No último dia 5 de julho, completaram-se 35 anos da tristemente famosa “Tragédia de Sarriá” quando a espetacular Seleção Brasileira dirigida por Telê Santana foi eliminada da Copa da Espanha, 1982, pela Itália.

Jogando o fino do futebol, empolgando este e outros mundos a Seleção acabou batida por 3 a 2.

Li e ouvi naqueles dias, muitas críticas ao goleiro Valdir Peres.

Provavelmente, pessoas que nem assistiram aos jogos do Brasil condenando Valdir Peres, culpando-o por um, dois ou os três gols da Itália.

Alguns mais nervosos chegaram a levantar dúvidas do por que Telê convocou Valdir e deixou no Brasil outros goleiros muito mais eficientes que o Valdir. Acusações sem nexo, sem o menor sentido que deixam no ar várias interpretações.

Eu acompanhei muito de perto a carreira do Valdir que começou em sua cidade natal, Garça, passou pela Ponte Preta – Campinas, onde jogou de 1970 a 1973, quando se transferiu para o São Paulo, cuja camisa vestiu até o ano de 1984. Daí, teve passagens pelo América-RJ, Guarani- SP, Corinthians- SP, Portuguesa de Desportos- SP, Santa Cruz- PE e voltou à Ponte para encerrar a carreira.

> REQUISITOS
1. No texto sobre a Tragédia de Sarriá, reescreva o trecho que começa em "Li e ouvi naqueles" e termina em "ar várias interpretações.", substituindo "goleiros" por "arqueiros".
2. Segundo o texto sobre a Tragédia de Sarriá, em que período Valdir Peres jogou pela Ponte Preta antes de se transferir para o São Paulo?

[Trechos de dados de caixas delimitadoras]
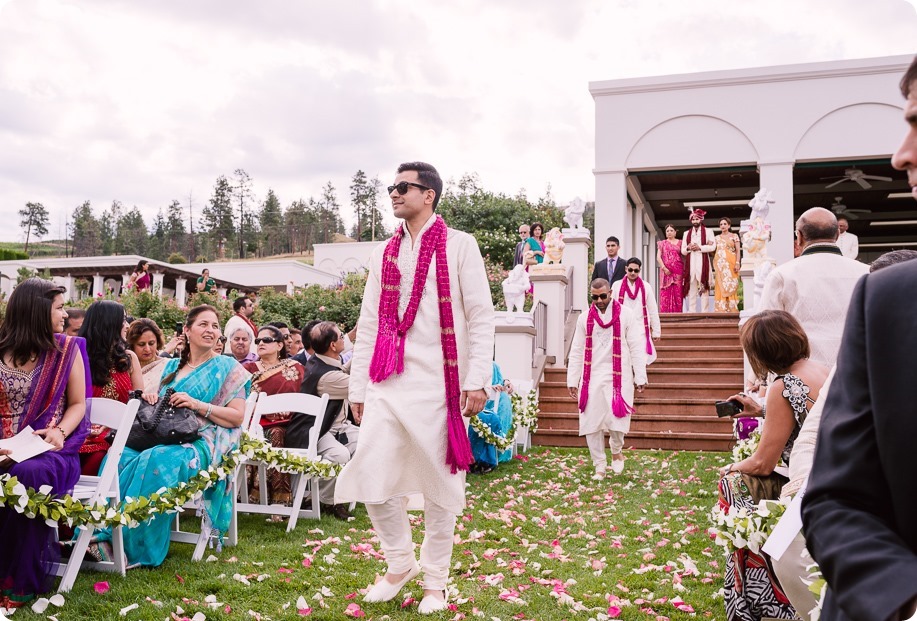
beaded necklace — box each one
[579,300,634,418]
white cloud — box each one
[0,0,917,239]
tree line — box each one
[19,168,390,262]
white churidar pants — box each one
[687,280,710,313]
[366,496,455,591]
[586,431,624,472]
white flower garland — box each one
[471,389,541,451]
[0,434,343,528]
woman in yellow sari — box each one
[713,218,740,313]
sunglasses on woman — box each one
[388,181,433,196]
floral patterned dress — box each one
[713,233,739,313]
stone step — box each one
[653,344,742,364]
[638,382,742,401]
[646,362,745,386]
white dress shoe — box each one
[417,594,449,615]
[363,563,420,603]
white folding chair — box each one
[169,392,259,561]
[509,379,534,455]
[236,392,328,532]
[52,399,140,593]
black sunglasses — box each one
[388,181,433,196]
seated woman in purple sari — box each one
[0,278,92,608]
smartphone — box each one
[716,399,745,418]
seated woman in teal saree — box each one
[101,305,251,567]
[468,362,513,474]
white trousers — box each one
[586,431,624,472]
[315,422,360,505]
[687,280,710,313]
[771,533,818,621]
[366,497,455,591]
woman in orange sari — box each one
[713,218,740,313]
[242,326,306,504]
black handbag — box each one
[127,388,201,451]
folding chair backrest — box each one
[86,398,140,501]
[252,392,328,459]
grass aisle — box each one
[15,448,726,621]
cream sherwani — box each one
[611,276,662,365]
[567,304,646,436]
[681,227,716,313]
[757,244,869,367]
[336,215,494,514]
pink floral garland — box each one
[579,300,634,418]
[618,277,653,356]
[369,216,473,474]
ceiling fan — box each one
[831,196,872,220]
[822,168,892,190]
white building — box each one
[589,56,917,274]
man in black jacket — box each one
[802,58,917,621]
[285,321,360,520]
[592,235,624,286]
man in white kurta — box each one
[756,207,869,367]
[681,209,716,313]
[567,278,646,480]
[336,162,494,613]
[611,257,662,365]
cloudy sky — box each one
[0,0,917,240]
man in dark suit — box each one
[592,235,624,285]
[802,58,917,621]
[513,224,529,267]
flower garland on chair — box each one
[369,215,473,474]
[618,277,653,356]
[579,300,634,418]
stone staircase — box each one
[532,313,744,451]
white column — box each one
[560,229,592,311]
[758,162,796,265]
[175,277,188,306]
[530,271,569,367]
[92,274,105,298]
[153,272,166,298]
[494,311,535,380]
[592,170,633,261]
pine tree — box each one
[19,203,49,252]
[261,190,285,256]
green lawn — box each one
[15,448,726,621]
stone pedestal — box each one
[175,278,188,306]
[494,311,535,381]
[529,266,570,367]
[153,272,166,297]
[92,274,105,298]
[561,229,592,312]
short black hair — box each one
[309,321,340,356]
[901,56,917,99]
[396,162,443,208]
[302,319,321,351]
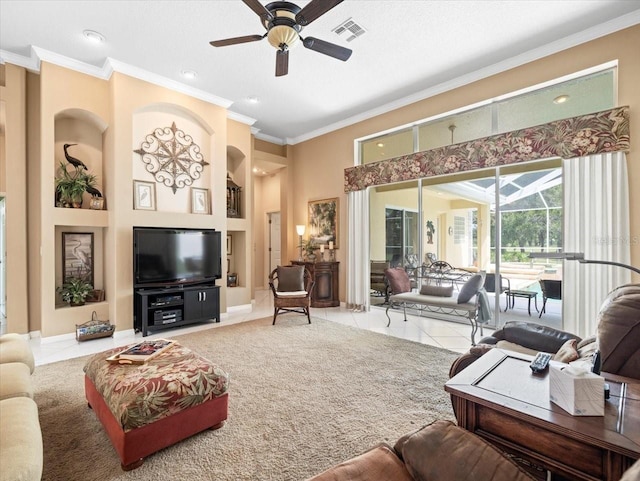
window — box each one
[385,208,418,265]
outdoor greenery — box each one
[491,185,563,262]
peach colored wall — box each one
[0,64,30,334]
[287,26,640,300]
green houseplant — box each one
[57,277,93,306]
[56,162,97,208]
[302,239,316,261]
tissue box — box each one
[549,364,604,416]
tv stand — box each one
[133,284,220,337]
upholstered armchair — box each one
[269,265,315,324]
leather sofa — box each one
[0,333,43,481]
[307,421,640,481]
[308,421,535,481]
[449,284,640,379]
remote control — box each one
[529,352,551,373]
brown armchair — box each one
[449,284,640,379]
[269,266,315,324]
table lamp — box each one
[296,225,304,261]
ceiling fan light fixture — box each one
[267,25,300,48]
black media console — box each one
[133,284,220,337]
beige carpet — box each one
[34,315,457,481]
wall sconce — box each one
[529,252,640,274]
[296,225,305,262]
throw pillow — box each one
[384,267,411,294]
[394,421,532,481]
[553,339,578,364]
[458,274,484,304]
[420,284,453,297]
[278,266,304,292]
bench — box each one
[385,268,490,346]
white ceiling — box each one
[0,0,640,144]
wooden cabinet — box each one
[291,261,340,307]
[134,286,220,337]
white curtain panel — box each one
[562,152,631,338]
[347,190,370,310]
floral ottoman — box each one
[84,343,229,471]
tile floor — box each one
[30,290,498,365]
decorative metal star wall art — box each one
[134,122,209,194]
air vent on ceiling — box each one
[332,18,366,42]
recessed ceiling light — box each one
[180,70,198,80]
[82,30,105,43]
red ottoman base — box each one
[84,376,229,471]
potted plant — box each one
[57,277,93,306]
[56,162,97,208]
[302,239,316,262]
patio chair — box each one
[269,266,315,324]
[538,279,562,318]
[484,273,511,311]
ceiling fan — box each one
[209,0,351,77]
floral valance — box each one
[344,107,629,193]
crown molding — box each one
[227,110,257,125]
[286,9,640,145]
[251,128,287,145]
[0,49,40,72]
[0,46,232,108]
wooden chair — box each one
[538,279,562,318]
[269,266,315,325]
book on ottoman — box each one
[107,339,175,364]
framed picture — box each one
[62,232,94,286]
[133,180,156,210]
[191,187,209,214]
[309,197,340,249]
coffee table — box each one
[445,349,640,481]
[507,289,538,316]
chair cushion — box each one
[0,332,36,374]
[0,362,33,400]
[396,421,534,481]
[384,267,411,294]
[458,274,484,304]
[420,284,453,297]
[0,397,44,481]
[597,284,640,379]
[277,266,304,292]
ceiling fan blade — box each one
[302,37,353,62]
[242,0,273,22]
[296,0,344,27]
[276,50,289,77]
[209,35,264,47]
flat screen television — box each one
[133,227,222,287]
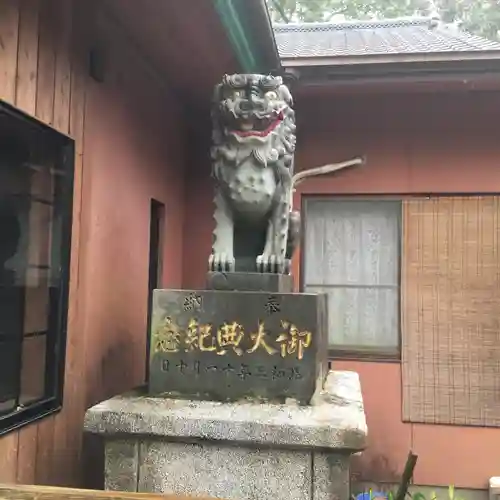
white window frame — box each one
[300,195,403,362]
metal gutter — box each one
[288,58,500,87]
[281,50,500,68]
[213,0,281,73]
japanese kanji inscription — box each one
[149,290,326,404]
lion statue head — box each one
[212,74,296,169]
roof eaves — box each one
[213,0,281,73]
[281,50,500,68]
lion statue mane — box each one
[209,74,300,274]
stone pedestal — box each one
[148,288,328,405]
[85,371,367,500]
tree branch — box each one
[271,0,290,24]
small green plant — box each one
[352,485,463,500]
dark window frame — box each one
[0,100,75,436]
[299,194,408,363]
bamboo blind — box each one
[402,196,500,427]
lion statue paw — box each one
[208,253,235,273]
[256,254,291,274]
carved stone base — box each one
[149,290,327,404]
[207,272,293,293]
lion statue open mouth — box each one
[209,74,300,274]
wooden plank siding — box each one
[0,0,88,484]
[0,484,222,500]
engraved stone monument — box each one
[85,75,367,500]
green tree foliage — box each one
[267,0,500,41]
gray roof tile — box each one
[274,18,500,59]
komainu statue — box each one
[209,74,300,274]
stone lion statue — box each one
[209,74,300,274]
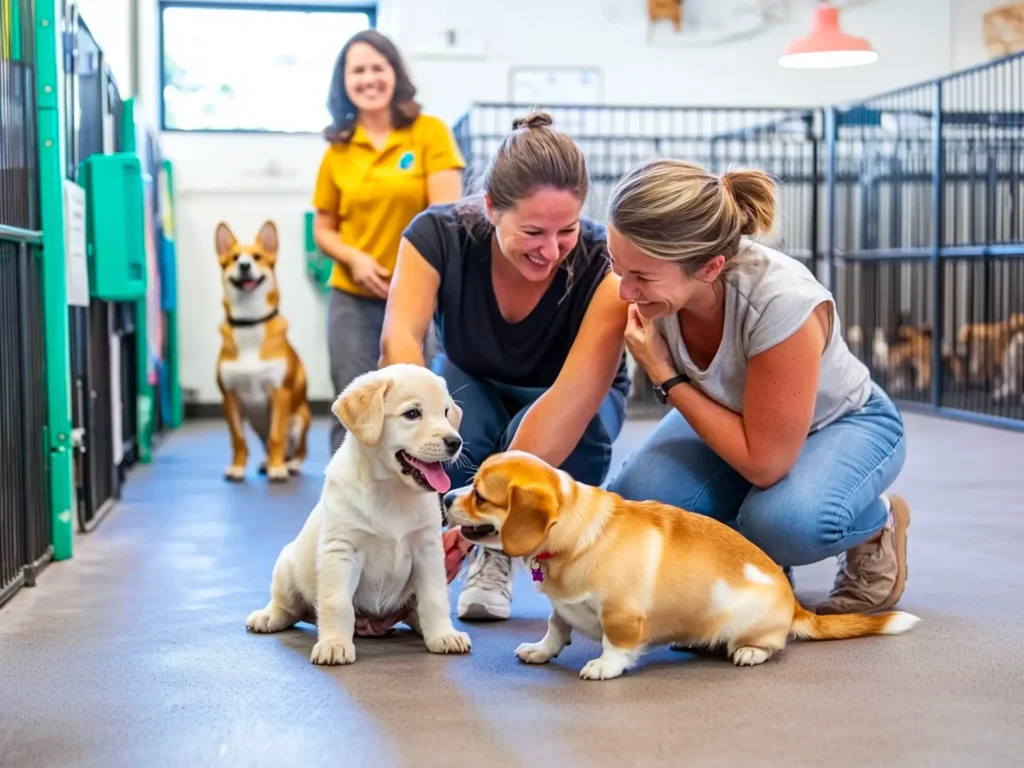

> RESPOSTAS DO EXERCÍCIO
1.
Li e ouvi naqueles dias, muitas críticas ao goleiro Valdir Peres.

Provavelmente, pessoas que nem assistiram aos jogos do Brasil condenando Valdir Peres, culpando-o por um, dois ou os três gols da Itália.

Alguns mais nervosos chegaram a levantar dúvidas do por que Telê convocou Valdir e deixou no Brasil outros arqueiros muito mais eficientes que o Valdir. Acusações sem nexo, sem o menor sentido que deixam no ar várias interpretações.

2. De 1970 a 1973.